→ **TEXTE EXTRAIT**
Dimanche 28 Novembre 2021 : Jour 1
« En ces jours-là, Marie partit et se rendit en hâte vers la région montagneuse, dans une ville de Juda. Elle entra chez Zacharie et salua Elisabeth. » (Luc 1, 39-40)
Cette peinture sur bois date du 13ème siècle. Initialement, elle ornait la stavkirke ( « église en bois debout ») aujourd’hui disparue d’Al en Norvège. On distingue d’ailleurs les lattes de bois sous la peinture. Elle se trouve aujourd’hui au musée d’histoire culturelle d’Oslo.
Nous ne pouvons qu’apprécier la douceur et la tendresse de cette représentation. Marie (manteau rouge) va jusqu’à poser sa main sur la joue d’Elisabeth. Remarquez que l’artiste a fait correspondre la couleur des auréoles avec celle des manteaux… Les pommettes des deux femmes rosissent d’émotion et de joie.

[Enregistrements d'annotations ponctuelles]
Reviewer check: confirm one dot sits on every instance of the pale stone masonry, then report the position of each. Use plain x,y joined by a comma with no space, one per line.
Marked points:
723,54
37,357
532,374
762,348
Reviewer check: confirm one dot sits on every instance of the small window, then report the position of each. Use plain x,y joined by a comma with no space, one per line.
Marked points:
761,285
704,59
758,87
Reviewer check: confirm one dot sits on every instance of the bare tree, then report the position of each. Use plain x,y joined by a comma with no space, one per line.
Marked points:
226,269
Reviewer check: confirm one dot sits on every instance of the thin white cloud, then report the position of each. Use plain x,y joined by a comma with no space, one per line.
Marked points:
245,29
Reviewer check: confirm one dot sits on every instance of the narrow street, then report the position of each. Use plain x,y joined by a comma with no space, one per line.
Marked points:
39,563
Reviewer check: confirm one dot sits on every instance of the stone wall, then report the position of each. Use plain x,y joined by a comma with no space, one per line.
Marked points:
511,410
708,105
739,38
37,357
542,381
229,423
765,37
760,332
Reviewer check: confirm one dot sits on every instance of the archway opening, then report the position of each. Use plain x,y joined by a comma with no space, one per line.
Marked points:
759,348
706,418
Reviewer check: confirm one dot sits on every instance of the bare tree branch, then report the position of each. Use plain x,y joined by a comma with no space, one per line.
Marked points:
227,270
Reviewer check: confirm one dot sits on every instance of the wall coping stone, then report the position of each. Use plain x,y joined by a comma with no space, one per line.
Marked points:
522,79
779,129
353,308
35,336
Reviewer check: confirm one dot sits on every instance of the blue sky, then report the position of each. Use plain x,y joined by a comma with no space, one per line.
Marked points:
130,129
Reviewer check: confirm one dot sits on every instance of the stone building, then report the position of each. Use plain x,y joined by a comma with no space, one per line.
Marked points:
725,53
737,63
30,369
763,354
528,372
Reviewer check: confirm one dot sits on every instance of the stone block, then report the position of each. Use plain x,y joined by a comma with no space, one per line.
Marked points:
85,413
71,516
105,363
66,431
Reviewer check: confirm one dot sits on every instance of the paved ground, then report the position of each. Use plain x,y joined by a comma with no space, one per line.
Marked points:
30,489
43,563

→ **CONSIGNES**
1: Relevez toutes les personnes nommées dans la citation entre guillemets du texte extrait.
2: D'après le texte extrait, pourquoi les pommettes des deux femmes rosissent-elles ?
3: Recopiez le passage du texte extrait allant de "Cette peinture sur" jusqu'à "d’histoire culturelle d’Oslo." inclus.
Le listing n'est pas requis pour traiter les consignes.

→ **CORRIGÉ**
1: Marie, Zacharie, Elisabeth

2: Elles rosissent d'émotion et de joie.

3:
Cette peinture sur bois date du 13ème siècle. Initialement, elle ornait la stavkirke ( « église en bois debout ») aujourd’hui disparue d’Al en Norvège. On distingue d’ailleurs les lattes de bois sous la peinture. Elle se trouve aujourd’hui au musée d’histoire culturelle d’Oslo.